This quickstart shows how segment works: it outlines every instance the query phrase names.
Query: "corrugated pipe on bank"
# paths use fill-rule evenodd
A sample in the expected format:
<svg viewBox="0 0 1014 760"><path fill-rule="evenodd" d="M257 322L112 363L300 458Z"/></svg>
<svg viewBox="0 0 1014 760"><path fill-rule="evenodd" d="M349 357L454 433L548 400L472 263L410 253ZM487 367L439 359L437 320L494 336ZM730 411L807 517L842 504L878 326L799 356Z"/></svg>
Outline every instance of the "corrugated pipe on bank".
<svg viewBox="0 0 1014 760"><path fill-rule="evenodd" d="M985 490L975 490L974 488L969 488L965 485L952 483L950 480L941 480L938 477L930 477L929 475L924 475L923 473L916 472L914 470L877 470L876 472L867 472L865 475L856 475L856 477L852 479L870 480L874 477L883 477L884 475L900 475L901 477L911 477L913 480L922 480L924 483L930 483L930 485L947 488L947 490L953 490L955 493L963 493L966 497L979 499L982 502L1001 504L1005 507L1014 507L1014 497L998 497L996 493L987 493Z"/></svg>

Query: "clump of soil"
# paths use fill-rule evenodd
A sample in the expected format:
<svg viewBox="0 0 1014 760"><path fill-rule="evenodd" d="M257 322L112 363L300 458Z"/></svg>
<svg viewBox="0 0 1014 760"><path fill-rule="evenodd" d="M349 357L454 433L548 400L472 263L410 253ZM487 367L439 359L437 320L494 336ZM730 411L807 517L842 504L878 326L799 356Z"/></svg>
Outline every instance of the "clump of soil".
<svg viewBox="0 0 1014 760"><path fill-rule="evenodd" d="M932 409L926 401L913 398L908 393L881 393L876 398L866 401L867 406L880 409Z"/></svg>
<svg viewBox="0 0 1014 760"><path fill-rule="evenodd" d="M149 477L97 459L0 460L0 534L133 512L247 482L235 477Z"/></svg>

● ● ● ● ●

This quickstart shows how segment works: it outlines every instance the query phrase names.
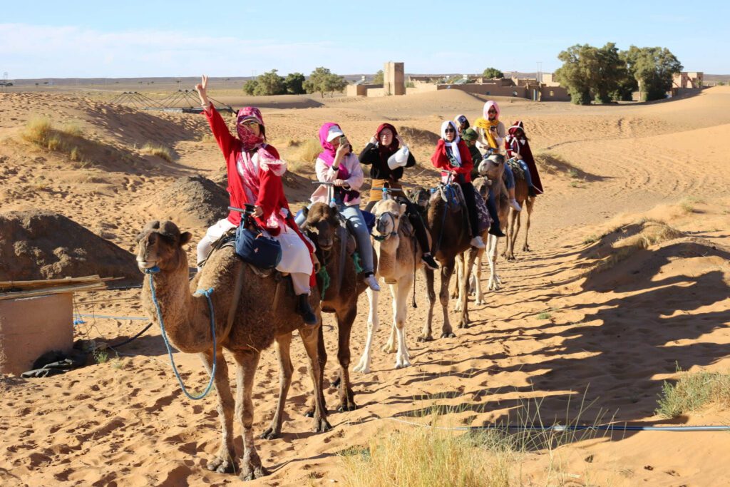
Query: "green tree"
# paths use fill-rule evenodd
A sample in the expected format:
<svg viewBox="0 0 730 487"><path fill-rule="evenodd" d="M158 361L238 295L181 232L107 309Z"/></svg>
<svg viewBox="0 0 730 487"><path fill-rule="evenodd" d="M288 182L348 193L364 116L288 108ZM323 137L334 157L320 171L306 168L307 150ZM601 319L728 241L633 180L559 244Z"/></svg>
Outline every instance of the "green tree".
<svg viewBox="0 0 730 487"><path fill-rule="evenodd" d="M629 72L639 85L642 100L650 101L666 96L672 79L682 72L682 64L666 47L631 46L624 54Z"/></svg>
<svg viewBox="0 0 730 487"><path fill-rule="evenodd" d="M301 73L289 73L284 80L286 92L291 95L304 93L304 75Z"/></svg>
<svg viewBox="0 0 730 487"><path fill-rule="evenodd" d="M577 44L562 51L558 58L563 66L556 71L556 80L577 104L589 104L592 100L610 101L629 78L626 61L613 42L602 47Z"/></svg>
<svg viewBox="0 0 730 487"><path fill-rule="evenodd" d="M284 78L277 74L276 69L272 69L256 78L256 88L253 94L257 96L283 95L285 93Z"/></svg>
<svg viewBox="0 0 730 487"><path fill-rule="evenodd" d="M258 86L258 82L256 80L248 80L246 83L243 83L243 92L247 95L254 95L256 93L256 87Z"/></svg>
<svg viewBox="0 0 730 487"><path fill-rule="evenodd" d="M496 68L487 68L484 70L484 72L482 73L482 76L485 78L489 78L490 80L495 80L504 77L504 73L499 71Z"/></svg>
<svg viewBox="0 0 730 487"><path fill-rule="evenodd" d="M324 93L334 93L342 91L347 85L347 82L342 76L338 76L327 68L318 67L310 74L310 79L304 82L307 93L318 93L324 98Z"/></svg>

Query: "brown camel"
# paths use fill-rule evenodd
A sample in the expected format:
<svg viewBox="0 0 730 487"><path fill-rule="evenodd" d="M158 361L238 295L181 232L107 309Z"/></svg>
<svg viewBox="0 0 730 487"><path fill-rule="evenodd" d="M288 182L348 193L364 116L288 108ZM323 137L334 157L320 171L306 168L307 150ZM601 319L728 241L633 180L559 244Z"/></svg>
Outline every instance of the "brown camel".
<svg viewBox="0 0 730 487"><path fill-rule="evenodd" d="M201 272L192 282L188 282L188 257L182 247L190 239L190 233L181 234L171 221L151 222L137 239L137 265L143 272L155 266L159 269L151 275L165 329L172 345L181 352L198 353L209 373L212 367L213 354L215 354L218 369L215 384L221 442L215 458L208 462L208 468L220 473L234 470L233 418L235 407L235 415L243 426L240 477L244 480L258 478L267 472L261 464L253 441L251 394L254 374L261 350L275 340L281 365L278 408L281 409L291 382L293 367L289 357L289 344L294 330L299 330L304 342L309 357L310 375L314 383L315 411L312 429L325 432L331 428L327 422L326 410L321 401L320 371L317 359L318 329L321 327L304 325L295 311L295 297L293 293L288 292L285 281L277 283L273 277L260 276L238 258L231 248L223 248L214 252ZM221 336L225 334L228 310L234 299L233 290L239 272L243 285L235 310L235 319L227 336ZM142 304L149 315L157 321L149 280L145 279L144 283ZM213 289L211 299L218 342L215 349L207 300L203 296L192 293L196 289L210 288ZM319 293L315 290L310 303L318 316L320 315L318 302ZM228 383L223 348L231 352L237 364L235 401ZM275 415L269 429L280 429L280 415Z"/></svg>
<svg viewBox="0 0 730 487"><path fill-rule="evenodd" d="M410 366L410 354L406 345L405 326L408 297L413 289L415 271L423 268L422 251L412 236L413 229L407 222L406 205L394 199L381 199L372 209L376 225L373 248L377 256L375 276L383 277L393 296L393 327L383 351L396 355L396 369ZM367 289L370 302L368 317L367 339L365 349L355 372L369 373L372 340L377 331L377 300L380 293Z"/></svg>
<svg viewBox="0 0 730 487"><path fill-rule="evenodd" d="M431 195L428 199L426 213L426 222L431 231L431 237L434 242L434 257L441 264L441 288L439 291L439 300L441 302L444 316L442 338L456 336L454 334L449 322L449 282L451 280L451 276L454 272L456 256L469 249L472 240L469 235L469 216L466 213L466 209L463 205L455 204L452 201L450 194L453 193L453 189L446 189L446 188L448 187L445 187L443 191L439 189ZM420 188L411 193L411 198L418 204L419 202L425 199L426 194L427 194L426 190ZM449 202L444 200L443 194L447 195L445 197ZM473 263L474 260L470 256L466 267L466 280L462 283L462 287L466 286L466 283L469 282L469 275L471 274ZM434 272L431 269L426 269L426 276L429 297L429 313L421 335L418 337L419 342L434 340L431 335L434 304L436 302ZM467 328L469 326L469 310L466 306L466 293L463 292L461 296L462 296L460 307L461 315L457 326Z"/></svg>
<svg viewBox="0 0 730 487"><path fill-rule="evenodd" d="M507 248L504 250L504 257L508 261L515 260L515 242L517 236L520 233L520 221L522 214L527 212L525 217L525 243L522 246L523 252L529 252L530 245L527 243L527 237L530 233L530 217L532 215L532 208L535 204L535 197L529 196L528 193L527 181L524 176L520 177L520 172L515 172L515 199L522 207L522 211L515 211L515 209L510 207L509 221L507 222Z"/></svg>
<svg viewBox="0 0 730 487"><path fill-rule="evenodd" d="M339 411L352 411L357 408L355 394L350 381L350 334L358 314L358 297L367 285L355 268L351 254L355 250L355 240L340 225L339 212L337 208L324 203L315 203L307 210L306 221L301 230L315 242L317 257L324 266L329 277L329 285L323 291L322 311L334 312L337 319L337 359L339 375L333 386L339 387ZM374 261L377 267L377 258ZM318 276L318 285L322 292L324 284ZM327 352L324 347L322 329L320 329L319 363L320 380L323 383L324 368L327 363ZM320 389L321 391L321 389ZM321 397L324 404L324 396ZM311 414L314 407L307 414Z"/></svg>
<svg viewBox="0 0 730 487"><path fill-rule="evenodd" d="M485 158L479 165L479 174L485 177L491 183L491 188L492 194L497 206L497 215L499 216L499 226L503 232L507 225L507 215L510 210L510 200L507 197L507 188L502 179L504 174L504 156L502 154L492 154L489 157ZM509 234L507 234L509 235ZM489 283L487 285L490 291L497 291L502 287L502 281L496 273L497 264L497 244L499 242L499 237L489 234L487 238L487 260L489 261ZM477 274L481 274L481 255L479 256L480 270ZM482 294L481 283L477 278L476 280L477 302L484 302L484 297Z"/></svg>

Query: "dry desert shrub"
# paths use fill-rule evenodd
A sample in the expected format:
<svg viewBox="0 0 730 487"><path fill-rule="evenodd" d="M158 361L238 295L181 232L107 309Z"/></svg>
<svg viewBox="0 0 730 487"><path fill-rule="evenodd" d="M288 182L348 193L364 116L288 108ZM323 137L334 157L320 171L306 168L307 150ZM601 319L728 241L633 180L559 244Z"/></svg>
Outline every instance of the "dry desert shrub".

● ● ● ● ●

- **Problem statement**: Find each line above that contains the word "camel" and copy those lines in full.

- **Expected answer**:
Query: "brown camel"
Outline every instance of the "brown camel".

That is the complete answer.